### Vorliegender Auszug
· · · · ·

Anschluß an den wesentlich tiefer liegenden Altlauf

Anschluß an den wesentlich tiefer liegenden Altlauf

Gerade war gestern – Renaturierung des Strickherdicker Baches beginnt Ende August 2018

Außer Tiefenerosion bisher wenig Bewegung – das ändert sich jetzt

Ende August werden im Naturschutzgebiet Strickherdicker Bachtal Bagger und Baumaschinen auffahren. Nach einer langen Planungsphase soll jetzt der Strickherdicker Bach renaturiert werden.

Die Talaue und der Bachlauf im Naturschutzgebiet Strickherdicker Bachtal zwischen Fröndenberg-Strick­herdicke und Langschede unterlagen in den letzten 150 Jahren einem beständigen Wandel. Schon bei der ersten Kartierung der Flächen hat die Preußische Uraufnahme 1839/1840 die überwiegende Nutzung der Aue als Grünland, unterbrochen von einigen Gehölzinseln fest­gehalten. Der Bachlauf selbst verlief mehr oder weniger frei mäandrierend.

Das Strickherdicker Bachtal 1892 (rot eingezeichnet die heutige NSG-Grenze)

Das Strickherdicker Bachtal 1892 (rot eingezeichnet die heutige NSG-Grenze)

In den folgenden Jahrzehnten ist das Grünland in diesem Siepen, wie auch in anderen Bachtälern im hiesigen Raum, als Flößwiese genutzt worden. Bachlauf und Talaue wurden zu diesem Zweck sicherlich schon im 19. Jahrhundert in weiten Teilen umgestaltet. Mittels im Bachlauf eingebauter kleiner Stauwehre konnte das Grünland geflößt, also geflutet werden, um dadurch ein früheres, gleichmäßigeres und kräftigeres Wachstum des Grases für die Mahd zu bewirken.
Zuletzt wurde der Strickherdicker Bach mit der nationalsozialistischen Machtübernahme und Ideologisie­rung einer einschneiden­den Veränderung unterzogen. 1934 hat der Nationalsozialistische Arbeitsdienst (NSAD) den Strickherdicker Bach durch den Einbau von Stauwehren, die Anlage von Quer- und Seitengräben und den Bau von Brücken massiv umgestaltet und in weiten Abschnitten begradigt. Der Bachlauf wurde zwischen dem Heideweg und Langschede auf ganzer Länge in die Talmitte verlegt.

· · · · ·

### Bereitgestelltes Material

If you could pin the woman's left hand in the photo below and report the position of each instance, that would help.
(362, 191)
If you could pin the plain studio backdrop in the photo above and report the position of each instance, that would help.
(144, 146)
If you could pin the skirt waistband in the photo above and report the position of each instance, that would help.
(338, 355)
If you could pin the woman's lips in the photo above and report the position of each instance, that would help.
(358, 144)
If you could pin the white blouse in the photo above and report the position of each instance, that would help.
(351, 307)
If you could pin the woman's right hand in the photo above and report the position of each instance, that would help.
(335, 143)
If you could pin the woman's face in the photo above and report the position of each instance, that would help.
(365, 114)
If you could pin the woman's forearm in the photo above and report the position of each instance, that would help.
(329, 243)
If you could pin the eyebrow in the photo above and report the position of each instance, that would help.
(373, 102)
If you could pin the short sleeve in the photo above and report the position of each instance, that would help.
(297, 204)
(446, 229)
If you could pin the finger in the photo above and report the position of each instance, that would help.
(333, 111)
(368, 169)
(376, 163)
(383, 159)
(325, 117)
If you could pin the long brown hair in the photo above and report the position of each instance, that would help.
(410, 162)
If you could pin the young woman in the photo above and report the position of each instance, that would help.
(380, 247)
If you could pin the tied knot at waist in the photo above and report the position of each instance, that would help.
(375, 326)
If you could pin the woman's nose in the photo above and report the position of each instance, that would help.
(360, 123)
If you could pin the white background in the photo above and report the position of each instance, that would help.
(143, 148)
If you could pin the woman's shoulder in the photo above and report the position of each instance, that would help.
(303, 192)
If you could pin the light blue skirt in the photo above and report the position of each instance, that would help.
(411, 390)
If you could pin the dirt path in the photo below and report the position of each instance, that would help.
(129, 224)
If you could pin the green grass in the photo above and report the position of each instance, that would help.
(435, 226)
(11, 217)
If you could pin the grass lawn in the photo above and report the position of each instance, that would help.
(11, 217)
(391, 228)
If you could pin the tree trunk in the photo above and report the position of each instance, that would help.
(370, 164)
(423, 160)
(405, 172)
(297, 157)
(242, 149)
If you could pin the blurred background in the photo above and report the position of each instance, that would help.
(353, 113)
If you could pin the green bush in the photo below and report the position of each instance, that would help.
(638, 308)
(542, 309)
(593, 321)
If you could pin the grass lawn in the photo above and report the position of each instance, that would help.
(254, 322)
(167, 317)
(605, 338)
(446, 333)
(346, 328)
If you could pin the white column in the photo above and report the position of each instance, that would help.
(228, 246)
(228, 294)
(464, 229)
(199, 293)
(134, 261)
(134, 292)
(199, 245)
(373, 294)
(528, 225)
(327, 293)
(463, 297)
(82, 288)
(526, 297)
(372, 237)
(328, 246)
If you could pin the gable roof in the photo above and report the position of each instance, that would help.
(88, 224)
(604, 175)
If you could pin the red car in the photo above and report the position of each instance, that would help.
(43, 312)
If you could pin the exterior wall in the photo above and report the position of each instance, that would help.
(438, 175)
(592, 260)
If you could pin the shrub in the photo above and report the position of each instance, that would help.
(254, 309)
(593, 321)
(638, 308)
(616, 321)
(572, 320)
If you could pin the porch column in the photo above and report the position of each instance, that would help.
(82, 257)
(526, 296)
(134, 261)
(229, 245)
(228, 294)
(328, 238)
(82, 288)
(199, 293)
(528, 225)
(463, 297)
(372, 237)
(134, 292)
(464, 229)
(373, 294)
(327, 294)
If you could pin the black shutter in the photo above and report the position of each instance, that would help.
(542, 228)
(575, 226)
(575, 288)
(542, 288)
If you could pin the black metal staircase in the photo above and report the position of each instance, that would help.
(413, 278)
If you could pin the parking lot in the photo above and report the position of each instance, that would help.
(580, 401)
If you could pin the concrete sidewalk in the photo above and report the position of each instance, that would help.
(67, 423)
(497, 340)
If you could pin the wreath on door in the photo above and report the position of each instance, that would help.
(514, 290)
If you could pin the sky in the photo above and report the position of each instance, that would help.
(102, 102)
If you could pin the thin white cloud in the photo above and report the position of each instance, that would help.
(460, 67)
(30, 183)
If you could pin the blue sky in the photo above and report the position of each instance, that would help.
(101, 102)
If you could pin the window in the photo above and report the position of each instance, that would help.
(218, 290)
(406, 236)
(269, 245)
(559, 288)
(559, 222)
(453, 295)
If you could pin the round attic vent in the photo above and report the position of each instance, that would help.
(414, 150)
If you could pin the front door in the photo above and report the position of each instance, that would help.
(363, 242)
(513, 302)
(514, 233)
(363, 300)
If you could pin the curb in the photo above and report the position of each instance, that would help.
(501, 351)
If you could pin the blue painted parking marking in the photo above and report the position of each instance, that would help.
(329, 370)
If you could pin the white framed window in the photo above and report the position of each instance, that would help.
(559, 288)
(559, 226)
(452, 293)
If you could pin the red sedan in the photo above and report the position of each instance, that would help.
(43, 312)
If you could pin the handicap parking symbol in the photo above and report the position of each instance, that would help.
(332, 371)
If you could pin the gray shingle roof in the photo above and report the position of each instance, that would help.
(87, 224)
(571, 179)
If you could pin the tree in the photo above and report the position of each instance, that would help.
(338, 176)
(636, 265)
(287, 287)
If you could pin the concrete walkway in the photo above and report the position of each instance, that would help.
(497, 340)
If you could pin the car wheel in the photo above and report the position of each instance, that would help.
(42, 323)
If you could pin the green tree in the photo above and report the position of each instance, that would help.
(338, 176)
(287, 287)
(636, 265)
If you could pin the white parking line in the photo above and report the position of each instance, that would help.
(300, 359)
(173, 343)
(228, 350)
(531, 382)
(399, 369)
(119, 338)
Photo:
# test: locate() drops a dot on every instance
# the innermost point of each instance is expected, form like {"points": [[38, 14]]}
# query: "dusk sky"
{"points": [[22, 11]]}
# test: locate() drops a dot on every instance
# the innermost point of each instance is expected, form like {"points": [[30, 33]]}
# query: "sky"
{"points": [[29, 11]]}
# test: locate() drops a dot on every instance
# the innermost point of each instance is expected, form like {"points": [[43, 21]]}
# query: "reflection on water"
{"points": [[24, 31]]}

· · · · ·

### Gestellte Aufgabe
Führe den Auszug über die Renaturierung des Strickherdicker Baches im Anschluss an seinen letzten Satz weiter. Das Material hat keinen Bezug zum Auszug über den Strickherdicker Bach.

### Ergebnis
Durch das Aufkommen des Kunstdüngers und die fort­schreitende Mechanisierung in den 1950er Jahren ist die Flößwiesennutzung landesweit zum Erliegen gekommen und auch im Strickherdicker Bachtal kaum mehr prakti­ziert worden, die Flächen fielen brach, der Unterhalt der Stauwehre wurde eingestellt.
Im Strickherdicker Bachtal hat ein weiterer, letzter Eingriff die Entwicklung zur Sozialbrache befördert. Mitte der 1960er Jahre wurde entlang des Talzuges der Abwasserkanal zwischen Strickherdicke und Langschede verlegt. Die eingesetzten Baufahrzeuge zerstörten teilweise die verlegten Ton-Drai­nagen der Grünlandflächen. Auch ohne das Flößen der Wiesen vernässte das Grünland durch das Hangdruck­wasser der Seitenkanten zusehends, so dass eine gewinnbringende Nutzung mit den inzwi­schen eingesetzten land­wirtschaftlichen Maschi­nen immer schwieriger wurde.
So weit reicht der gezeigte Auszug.